Copy the lines from the one containing "Would you be so kind as to point out the small" through the last line, including the request. Multiply every coordinate in the answers by 2.05 and round each result to a whole number, rounding halves up.

** start of Data provided **

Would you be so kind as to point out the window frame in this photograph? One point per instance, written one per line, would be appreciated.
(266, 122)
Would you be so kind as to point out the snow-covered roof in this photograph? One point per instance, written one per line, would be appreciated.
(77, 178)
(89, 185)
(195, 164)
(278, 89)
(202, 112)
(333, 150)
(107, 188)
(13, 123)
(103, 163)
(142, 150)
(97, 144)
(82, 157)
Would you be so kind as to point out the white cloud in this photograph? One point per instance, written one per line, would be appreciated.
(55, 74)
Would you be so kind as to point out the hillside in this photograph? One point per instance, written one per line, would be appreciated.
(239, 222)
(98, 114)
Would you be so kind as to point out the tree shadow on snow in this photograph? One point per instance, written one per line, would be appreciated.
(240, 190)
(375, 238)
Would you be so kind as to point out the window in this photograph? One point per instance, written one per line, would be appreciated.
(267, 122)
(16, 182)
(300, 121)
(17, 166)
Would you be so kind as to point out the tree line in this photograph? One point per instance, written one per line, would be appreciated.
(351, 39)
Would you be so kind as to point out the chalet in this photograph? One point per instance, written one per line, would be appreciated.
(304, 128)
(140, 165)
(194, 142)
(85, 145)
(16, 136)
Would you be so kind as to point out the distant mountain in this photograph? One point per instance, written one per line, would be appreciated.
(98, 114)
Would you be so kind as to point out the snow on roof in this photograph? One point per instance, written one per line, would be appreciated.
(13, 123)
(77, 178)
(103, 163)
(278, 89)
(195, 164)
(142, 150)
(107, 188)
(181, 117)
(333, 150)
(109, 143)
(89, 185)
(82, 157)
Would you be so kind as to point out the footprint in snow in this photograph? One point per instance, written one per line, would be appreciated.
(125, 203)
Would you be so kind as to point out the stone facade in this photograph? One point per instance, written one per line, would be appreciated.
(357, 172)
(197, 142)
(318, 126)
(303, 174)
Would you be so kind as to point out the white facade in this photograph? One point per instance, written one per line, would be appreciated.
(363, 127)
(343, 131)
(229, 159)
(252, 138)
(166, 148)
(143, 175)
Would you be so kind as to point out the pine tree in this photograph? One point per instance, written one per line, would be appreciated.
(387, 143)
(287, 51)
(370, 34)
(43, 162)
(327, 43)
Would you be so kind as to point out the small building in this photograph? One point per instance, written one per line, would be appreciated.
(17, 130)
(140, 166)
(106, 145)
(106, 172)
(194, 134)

** end of Data provided **

— The solution —
Would you be so kind as to point out the small building in this photograph? One point per instance, written one per line, would be appreciated.
(35, 267)
(287, 340)
(217, 297)
(217, 353)
(398, 275)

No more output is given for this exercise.